Given data >>
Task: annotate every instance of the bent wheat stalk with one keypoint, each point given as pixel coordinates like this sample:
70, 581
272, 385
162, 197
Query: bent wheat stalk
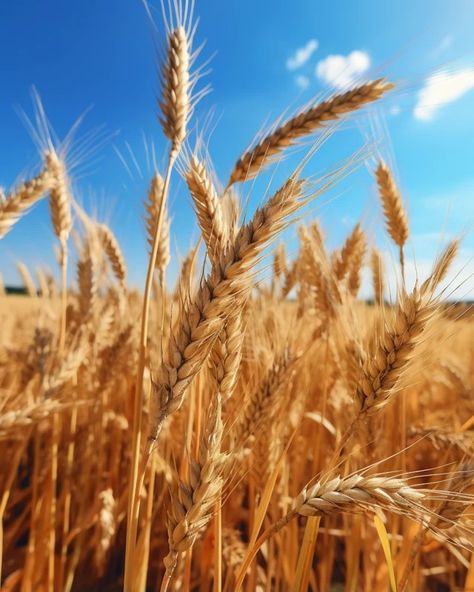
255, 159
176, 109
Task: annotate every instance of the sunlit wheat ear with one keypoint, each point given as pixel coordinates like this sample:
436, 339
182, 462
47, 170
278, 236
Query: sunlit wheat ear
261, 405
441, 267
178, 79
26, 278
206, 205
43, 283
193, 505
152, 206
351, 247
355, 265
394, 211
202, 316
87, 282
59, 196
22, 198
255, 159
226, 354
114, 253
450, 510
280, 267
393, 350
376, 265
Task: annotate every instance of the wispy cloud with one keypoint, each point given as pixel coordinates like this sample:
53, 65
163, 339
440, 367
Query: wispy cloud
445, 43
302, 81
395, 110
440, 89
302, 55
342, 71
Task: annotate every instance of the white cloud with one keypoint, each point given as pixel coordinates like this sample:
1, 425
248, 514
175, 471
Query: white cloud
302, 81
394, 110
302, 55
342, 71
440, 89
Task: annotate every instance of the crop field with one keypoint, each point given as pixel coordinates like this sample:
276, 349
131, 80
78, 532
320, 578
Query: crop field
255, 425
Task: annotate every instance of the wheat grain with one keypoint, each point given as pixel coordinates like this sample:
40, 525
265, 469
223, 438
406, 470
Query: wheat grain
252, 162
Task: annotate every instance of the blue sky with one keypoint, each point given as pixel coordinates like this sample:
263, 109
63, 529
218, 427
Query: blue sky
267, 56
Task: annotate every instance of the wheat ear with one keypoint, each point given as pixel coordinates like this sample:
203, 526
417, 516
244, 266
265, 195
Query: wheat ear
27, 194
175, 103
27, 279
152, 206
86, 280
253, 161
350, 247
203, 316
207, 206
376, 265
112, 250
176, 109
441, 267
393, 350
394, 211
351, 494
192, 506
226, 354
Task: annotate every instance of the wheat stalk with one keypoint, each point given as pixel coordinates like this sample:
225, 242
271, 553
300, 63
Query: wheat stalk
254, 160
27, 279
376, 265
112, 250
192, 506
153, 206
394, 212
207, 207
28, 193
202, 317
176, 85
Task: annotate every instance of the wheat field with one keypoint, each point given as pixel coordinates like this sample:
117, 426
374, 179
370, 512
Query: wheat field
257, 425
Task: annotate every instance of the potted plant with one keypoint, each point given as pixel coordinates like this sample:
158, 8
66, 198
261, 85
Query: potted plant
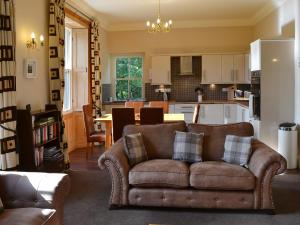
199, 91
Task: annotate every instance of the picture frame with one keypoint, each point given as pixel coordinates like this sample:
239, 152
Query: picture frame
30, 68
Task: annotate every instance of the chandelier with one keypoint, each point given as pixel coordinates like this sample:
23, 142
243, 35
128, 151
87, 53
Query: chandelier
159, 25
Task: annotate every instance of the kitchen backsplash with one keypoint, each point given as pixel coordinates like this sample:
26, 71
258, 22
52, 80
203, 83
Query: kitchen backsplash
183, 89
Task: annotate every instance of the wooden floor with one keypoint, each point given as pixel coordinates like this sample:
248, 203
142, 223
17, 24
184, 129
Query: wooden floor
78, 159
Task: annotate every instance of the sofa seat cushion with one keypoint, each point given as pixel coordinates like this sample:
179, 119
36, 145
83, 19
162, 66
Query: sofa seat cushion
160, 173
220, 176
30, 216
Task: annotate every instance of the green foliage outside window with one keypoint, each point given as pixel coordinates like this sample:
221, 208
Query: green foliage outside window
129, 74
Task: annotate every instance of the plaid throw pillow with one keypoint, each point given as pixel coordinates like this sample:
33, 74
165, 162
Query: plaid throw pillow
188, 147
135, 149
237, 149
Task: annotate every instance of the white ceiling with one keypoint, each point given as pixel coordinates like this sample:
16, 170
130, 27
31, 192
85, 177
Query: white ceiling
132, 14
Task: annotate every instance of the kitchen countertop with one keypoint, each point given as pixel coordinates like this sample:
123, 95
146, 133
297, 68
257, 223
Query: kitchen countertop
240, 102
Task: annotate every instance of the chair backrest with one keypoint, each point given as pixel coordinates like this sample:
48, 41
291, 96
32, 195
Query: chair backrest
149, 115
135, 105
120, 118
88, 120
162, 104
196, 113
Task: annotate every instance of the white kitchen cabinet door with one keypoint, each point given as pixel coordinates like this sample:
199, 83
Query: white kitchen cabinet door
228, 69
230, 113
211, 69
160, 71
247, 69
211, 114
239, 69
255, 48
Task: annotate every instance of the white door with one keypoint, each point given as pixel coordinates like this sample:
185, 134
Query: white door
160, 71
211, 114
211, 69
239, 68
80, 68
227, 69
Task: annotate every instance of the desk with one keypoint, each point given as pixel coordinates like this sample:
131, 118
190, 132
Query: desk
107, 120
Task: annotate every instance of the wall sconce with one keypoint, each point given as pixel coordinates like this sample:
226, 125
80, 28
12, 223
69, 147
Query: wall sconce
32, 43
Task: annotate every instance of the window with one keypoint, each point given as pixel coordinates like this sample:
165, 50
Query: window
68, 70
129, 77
...
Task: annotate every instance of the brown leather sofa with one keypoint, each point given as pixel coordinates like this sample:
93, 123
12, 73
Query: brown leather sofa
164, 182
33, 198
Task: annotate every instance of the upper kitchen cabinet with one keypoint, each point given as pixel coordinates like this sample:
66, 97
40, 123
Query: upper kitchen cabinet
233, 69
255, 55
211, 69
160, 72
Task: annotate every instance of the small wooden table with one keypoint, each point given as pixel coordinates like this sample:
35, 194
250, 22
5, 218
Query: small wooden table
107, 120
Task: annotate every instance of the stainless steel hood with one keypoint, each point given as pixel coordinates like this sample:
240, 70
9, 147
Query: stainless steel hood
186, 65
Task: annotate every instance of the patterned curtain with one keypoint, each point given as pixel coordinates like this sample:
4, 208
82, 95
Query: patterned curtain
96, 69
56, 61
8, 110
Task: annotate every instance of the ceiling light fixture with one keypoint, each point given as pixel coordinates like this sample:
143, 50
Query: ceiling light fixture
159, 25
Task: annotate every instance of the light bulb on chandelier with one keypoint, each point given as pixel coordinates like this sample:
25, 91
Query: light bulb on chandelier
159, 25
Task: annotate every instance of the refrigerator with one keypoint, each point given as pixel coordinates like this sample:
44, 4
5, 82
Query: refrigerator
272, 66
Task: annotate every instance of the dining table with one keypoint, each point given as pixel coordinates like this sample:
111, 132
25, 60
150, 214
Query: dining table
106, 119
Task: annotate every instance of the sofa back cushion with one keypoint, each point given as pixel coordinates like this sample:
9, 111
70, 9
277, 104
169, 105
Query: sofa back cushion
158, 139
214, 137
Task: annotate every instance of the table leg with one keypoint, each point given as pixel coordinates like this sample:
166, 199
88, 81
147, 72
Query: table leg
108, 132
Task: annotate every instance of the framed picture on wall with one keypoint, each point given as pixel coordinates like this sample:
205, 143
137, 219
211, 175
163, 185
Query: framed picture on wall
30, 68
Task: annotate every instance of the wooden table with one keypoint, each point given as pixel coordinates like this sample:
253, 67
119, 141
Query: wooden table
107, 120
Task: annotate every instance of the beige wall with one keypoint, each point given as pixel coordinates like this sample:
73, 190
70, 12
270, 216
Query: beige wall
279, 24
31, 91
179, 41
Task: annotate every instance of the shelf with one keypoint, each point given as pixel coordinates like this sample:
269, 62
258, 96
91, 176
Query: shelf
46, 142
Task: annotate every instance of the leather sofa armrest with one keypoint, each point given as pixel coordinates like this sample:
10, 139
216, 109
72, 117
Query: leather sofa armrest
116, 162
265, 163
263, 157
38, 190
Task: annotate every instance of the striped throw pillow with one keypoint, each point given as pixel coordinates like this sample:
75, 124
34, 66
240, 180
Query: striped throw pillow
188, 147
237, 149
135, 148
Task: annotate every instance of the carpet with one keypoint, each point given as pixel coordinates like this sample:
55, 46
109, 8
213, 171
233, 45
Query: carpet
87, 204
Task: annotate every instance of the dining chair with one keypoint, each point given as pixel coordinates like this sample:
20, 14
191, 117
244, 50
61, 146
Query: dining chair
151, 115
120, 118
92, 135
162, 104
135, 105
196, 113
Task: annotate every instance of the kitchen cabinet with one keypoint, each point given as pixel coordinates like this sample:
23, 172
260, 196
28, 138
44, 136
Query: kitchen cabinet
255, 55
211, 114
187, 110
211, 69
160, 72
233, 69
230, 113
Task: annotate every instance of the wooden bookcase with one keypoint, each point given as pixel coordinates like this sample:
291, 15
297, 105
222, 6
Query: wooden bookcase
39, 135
==
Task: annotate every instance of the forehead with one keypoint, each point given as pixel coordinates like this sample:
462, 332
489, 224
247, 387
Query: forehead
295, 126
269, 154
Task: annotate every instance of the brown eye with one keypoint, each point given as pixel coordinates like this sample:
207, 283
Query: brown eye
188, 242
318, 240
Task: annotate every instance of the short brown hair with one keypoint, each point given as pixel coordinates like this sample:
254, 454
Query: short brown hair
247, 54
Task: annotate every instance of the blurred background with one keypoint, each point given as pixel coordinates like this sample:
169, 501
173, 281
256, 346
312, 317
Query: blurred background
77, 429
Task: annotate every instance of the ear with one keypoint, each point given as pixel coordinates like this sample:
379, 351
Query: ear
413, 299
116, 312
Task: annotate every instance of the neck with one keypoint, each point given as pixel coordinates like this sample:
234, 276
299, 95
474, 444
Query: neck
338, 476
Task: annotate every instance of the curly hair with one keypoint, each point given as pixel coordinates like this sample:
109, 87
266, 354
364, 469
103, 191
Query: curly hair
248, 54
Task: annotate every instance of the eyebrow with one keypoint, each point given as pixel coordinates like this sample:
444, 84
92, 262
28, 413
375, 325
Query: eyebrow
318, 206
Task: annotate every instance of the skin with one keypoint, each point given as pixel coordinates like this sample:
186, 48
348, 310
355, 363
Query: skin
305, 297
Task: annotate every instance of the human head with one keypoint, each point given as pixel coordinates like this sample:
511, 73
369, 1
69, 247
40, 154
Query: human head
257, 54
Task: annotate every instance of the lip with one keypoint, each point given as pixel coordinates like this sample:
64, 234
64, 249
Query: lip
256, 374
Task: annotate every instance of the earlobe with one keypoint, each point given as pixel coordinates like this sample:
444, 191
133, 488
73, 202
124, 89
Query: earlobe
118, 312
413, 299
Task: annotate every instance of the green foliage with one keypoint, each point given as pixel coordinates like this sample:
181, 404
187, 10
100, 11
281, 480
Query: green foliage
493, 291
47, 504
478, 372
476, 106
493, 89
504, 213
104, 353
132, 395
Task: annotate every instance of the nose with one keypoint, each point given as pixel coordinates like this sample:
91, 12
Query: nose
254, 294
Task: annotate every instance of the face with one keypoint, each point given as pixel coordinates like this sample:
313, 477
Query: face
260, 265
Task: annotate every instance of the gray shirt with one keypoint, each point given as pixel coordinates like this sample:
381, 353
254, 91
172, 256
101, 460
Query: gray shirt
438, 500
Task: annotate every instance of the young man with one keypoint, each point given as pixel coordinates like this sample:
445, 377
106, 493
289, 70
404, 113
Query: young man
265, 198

Exercise task >> List every line of the material above that contains the string "shelf".

Exercise answer >>
Task: annotate every instance of the shelf with one keypoint, each point given as pixel coordinates like this sample:
Query: shelf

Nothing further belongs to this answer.